Top of EXCERPTED PASSAGE

According to the bicameral hypothesis, our minds once housed what we can only really describe as an alien or celestially sourced intelligence — god(s). I believe firmly that regardless of the specific timeline we might speculatively craft, our species had a long sojourn with nothing but the personal and collectve experience of something like a god, or gods. This was not alike with our metaphors of deities today at all. It was much more similar to what we would term possession — however the sentience orchestrating the event was not `evil' or malevolent — but entirely the opposite in many cases. It was not mere hallucination, and when Jaynes compares it to the hallucinatory voices of the schizophrenic patient, he is examining something we've not seen the healthy version of.

The dominance of language over our mind has dimensions we've never explored — and we are obliged to use language to explore them. This essential problem must change its shape. We must be empowered to explore and authorize our explorations beyond language, into the domains from whence it arose. The sources and activities of the `inward voice' is likely to be something at once simpler and more profound than we imagine.

Bottom of EXCERPTED PASSAGE
Top of SUPPLIED INFORMATION

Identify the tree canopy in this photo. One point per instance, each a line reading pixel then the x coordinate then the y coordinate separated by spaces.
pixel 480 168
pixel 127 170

Bottom of SUPPLIED INFORMATION

§ **QUESTIONS TO ANSWER**:
1. In the passage on the bicameral hypothesis, why must "this essential problem" change its shape? Answer in one to three sentences.
2. Decide whether each statement agrees with the passage on the bicameral hypothesis. Answer yes or no for each, and quote the deciding words of the passage.
(a) The experience of god(s) resembled our metaphors of deities today.
(b) The sentience orchestrating the event was malevolent.
(c) The experience was more than mere hallucination.
3. Reproduce word for word the part of the passage on the bicameral hypothesis starting at "The dominance of" and ending at "than we imagine.".

§ **TASK-BY-TASK OUTPUTS**:
1. The dominance of language over our mind has dimensions we have never explored, yet we are obliged to use language to explore them. We are bound to the very thing under study, so the problem must change its shape and let us explore beyond language, into the domains it arose from.

2.
(a) No: "This was not alike with our metaphors of deities today at all."
(b) No: "the sentience orchestrating the event was not `evil' or malevolent"
(c) Yes: "It was not mere hallucination"

3.
The dominance of language over our mind has dimensions we've never explored — and we are obliged to use language to explore them. This essential problem must change its shape. We must be empowered to explore and authorize our explorations beyond language, into the domains from whence it arose. The sources and activities of the `inward voice' is likely to be something at once simpler and more profound than we imagine.